> _Questions to answer_
1) In the excerpt below on the parties' submissions, on what date was the new definition of "danger" enacted?
2) List every court or tribunal decision that the excerpt below on the parties' submissions cites by name, with its citation.
3) Extend the excerpt below on the parties' submissions, picking up after its final sentence.

Submissions of the parties
 On the issue of mootness of the appeal, the employer submits that the appeal is not academic and should be heard on its merits.
 The employer disputes the direction issued by the ministerial delegate and will argue that the finding of danger does not fall within the purview of the danger definition of Part II of the Code. The fact that a “section 53 search” was eventually conducted, does not negate or void that dispute. Consequently, there is a live controversy and an adversarial context that still exists. The employer cites Laroche v. Attorney General of Canada, 2011 FC 1454 (Laroche), Samson v. Correctional Service of Canada, 2015 OHSTC 18 (Samson) and Aviation General Partner Inc. c.o.b. as Jazz Aviation LP v. Mohamed Gus Jainudeen, 2013 OHSTC 32 (Aviation).
 Furthermore, since this case involves the new definition of danger, the employer submits that it would be useful to have a decision on the facts of this case. The usefulness of a decision was a criterion considered by appeals officers in exercising their discretion to hear an appeal on its merits (Aviation decision, at paragraph 58).
 The appellant submits that none of the factors outlined in the refusal to work pose a danger to staff. On the broadest level, the evidence does not support that snips themselves constitute a danger to staff. On the day of the work refusals in particular, there was no evidence whatsoever that the Respondents were in danger as a result of the missing snips. Furthermore, the appellant submits that any hazard posed by missing snips are a normal condition of employment, and that Mountain Institution has sufficient control and safety measures in place to minimize any risks associated to missing snips. As such, the ruling of danger should be quashed and the appeal allowed.
 The appellant refers to the definition of “danger” that was enacted on October 31, 2014 and to the appeal decision in Canada (Correctional Service) v. Ketcheson, 2016 OHSTC 19, where that new definition was addressed and the test to be applied is summarized as follows at paragraph 199:
 To simplify matters, the questions to be asked whether there is a "danger" are as follows:
1) What is the alleged hazard, condition or activity?
2) a) Could this hazard, condition or activity reasonably be expected to be an imminent threat to the life or health of a person exposed to it?
b) Could this hazard, condition or activity reasonably be expected to be a serious threat to the life or health of a person exposed to it?
3) Will the threat to life or health exist before the hazard or condition can be corrected or the activity altered?
 The appellant takes the view that the ministerial delegate’s rationale for issuing the danger directive is not supported by the evidence and that the use of “if they were in the hands of an inmate” is hypothetical as there exists other possible assumptions. In fact, Shawn Huish testified that he believed that the snips were not in the hands of an inmate or for the intent of harming. The warden and other witnesses explained how inmates sometimes conceal weapons to cause lockdown in order to avoid a debt situation.
 As pointed out in Arva Flour Mills Ltd v. Matthews, 2017 OHSTC 2, a serious threat cannot be a “hypothetical threat”, such as it is the case here.

> _Extracted material_

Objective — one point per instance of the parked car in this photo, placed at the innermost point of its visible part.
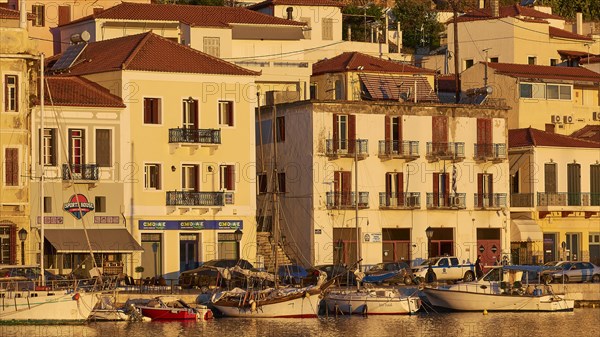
(208, 276)
(291, 274)
(400, 271)
(343, 276)
(571, 271)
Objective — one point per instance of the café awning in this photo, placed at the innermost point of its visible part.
(101, 240)
(525, 230)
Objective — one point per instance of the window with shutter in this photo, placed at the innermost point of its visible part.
(11, 166)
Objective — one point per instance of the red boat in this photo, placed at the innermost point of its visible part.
(172, 308)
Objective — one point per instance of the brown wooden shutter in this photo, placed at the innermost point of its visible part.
(436, 189)
(336, 136)
(351, 133)
(64, 15)
(480, 190)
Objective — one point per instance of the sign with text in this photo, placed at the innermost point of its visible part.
(192, 224)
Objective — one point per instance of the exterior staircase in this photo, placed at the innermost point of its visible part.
(265, 250)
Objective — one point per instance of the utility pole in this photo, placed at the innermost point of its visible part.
(454, 4)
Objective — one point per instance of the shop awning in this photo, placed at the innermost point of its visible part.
(525, 230)
(101, 240)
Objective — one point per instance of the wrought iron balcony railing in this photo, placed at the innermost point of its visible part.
(346, 148)
(446, 201)
(80, 172)
(195, 136)
(399, 149)
(568, 199)
(490, 200)
(189, 198)
(490, 151)
(346, 200)
(521, 200)
(410, 200)
(445, 151)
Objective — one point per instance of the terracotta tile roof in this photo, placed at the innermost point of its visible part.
(507, 11)
(6, 13)
(533, 137)
(78, 91)
(565, 34)
(588, 132)
(269, 3)
(350, 61)
(397, 88)
(150, 52)
(545, 72)
(200, 16)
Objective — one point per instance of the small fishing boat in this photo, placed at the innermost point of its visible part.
(372, 301)
(172, 308)
(501, 289)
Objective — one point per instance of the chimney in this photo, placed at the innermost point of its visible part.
(22, 15)
(495, 8)
(579, 24)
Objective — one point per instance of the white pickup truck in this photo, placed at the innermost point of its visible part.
(445, 268)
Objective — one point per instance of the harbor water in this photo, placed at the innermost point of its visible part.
(581, 322)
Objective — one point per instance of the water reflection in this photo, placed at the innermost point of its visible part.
(581, 322)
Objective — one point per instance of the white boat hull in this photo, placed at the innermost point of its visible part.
(473, 301)
(373, 302)
(46, 306)
(299, 307)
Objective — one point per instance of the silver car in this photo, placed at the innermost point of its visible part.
(572, 271)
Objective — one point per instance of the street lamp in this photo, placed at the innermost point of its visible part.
(238, 237)
(429, 233)
(23, 237)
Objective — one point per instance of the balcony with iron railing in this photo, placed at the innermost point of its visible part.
(521, 200)
(346, 200)
(490, 201)
(490, 152)
(195, 136)
(80, 172)
(445, 151)
(346, 148)
(446, 201)
(191, 198)
(568, 199)
(410, 200)
(393, 149)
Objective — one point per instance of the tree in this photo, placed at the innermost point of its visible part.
(418, 22)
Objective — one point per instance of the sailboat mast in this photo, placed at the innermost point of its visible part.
(42, 152)
(275, 194)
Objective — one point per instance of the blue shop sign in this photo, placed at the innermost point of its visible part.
(197, 224)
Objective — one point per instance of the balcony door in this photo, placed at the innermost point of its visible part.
(190, 114)
(76, 149)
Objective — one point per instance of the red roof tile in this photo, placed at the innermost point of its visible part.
(350, 61)
(545, 72)
(507, 11)
(533, 137)
(269, 3)
(588, 132)
(78, 91)
(565, 34)
(201, 16)
(150, 52)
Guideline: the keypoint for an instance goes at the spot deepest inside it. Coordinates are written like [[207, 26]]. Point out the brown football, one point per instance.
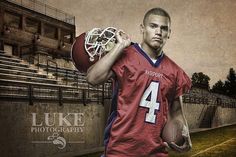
[[172, 132]]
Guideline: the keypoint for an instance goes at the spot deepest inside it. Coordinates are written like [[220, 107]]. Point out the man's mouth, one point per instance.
[[157, 39]]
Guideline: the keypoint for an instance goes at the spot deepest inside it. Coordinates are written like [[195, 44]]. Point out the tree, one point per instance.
[[230, 83], [200, 80], [218, 87]]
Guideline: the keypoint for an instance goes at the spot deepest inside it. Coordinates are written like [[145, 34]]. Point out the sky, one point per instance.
[[203, 37]]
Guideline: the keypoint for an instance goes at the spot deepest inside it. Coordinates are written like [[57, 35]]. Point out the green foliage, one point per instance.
[[228, 87], [219, 87], [200, 80]]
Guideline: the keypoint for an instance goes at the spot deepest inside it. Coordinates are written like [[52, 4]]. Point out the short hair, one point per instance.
[[156, 11]]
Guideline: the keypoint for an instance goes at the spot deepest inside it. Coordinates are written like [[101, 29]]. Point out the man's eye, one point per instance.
[[164, 28]]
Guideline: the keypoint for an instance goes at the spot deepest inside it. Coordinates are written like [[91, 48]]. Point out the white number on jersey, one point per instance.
[[151, 104]]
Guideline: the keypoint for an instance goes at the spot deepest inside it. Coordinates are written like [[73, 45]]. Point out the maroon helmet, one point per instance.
[[90, 46]]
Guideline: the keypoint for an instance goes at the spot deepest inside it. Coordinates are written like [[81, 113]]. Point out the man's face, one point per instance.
[[156, 30]]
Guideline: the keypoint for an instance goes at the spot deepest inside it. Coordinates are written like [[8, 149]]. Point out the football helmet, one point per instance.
[[90, 46]]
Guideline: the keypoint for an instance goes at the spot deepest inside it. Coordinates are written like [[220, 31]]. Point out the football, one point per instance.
[[172, 132]]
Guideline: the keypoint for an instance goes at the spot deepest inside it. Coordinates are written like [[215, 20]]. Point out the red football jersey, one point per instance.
[[143, 92]]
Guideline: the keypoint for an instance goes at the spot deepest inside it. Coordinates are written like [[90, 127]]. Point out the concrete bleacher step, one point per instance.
[[12, 59], [14, 63], [29, 69], [26, 78], [25, 73]]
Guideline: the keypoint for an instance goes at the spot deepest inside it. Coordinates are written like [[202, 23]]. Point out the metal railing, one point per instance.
[[35, 92], [48, 66], [45, 9]]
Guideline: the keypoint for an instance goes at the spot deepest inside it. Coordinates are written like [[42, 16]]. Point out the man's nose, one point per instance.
[[158, 31]]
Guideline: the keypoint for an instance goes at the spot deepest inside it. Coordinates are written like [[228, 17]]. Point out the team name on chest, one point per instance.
[[153, 74]]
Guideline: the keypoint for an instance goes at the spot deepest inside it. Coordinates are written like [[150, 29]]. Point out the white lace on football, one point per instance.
[[99, 41]]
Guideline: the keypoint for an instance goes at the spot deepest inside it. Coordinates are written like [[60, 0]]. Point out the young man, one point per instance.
[[147, 92]]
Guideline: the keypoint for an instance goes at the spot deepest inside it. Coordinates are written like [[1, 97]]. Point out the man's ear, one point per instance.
[[169, 32]]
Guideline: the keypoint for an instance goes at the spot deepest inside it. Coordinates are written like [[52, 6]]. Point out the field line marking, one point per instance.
[[212, 147]]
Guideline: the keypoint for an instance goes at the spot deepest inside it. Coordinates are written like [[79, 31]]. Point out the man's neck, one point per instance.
[[152, 53]]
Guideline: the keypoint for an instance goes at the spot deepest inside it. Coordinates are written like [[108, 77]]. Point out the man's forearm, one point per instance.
[[101, 70]]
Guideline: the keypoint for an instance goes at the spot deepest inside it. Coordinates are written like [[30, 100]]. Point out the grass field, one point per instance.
[[219, 142]]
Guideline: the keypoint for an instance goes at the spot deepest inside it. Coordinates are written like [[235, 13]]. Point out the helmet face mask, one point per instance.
[[99, 41], [90, 46]]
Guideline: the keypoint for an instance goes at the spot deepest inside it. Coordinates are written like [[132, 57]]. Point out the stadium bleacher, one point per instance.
[[39, 82]]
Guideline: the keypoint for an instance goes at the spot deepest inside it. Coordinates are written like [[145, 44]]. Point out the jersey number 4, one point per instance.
[[149, 100]]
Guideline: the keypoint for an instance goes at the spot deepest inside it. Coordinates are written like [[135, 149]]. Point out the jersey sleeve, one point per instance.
[[183, 83], [119, 66]]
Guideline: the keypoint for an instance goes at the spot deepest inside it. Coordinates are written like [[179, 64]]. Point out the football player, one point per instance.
[[148, 91]]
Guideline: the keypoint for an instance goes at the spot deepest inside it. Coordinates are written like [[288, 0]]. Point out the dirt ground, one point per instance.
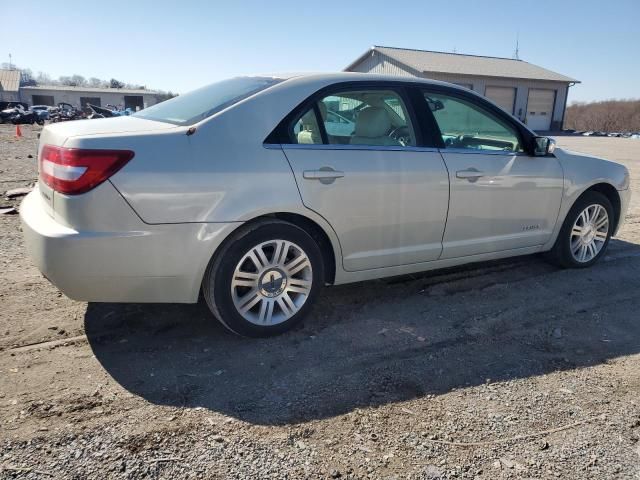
[[510, 369]]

> _Answers to the tasks_
1) October 31, 2014.

2)
- Laroche v. Attorney General of Canada, 2011 FC 1454
- Samson v. Correctional Service of Canada, 2015 OHSTC 18
- Aviation General Partner Inc. c.o.b. as Jazz Aviation LP v. Mohamed Gus Jainudeen, 2013 OHSTC 32
- Canada (Correctional Service) v. Ketcheson, 2016 OHSTC 19
- Arva Flour Mills Ltd v. Matthews, 2017 OHSTC 2

3)
 The warden’s belief that the snips were not in the hands of an inmate or for the intent of harming, is supported by the fact the employer had exhausted all available measures to locate the missing snips, including searching the CORCAN area at least three times, interviewing staff and shop supervisor, searching the two inmates that had left the upholstery shop early, searching of all inmates before leaving their living units during the modified routine, as well as the involvement of the inmate committee. There was no indication of a coordinated attempt to do anything toward a staff member.
 Counsel for the appellant points out that the primary ground supporting the ministerial delegate’s direction is that no “section 53 search” had been directed by the warden. Yet, the search contemplated by that section is at the discretion of the warden. This assessment includes the mitigating factors such as the mood of the institution and any intelligence that any tool that might be used for assault.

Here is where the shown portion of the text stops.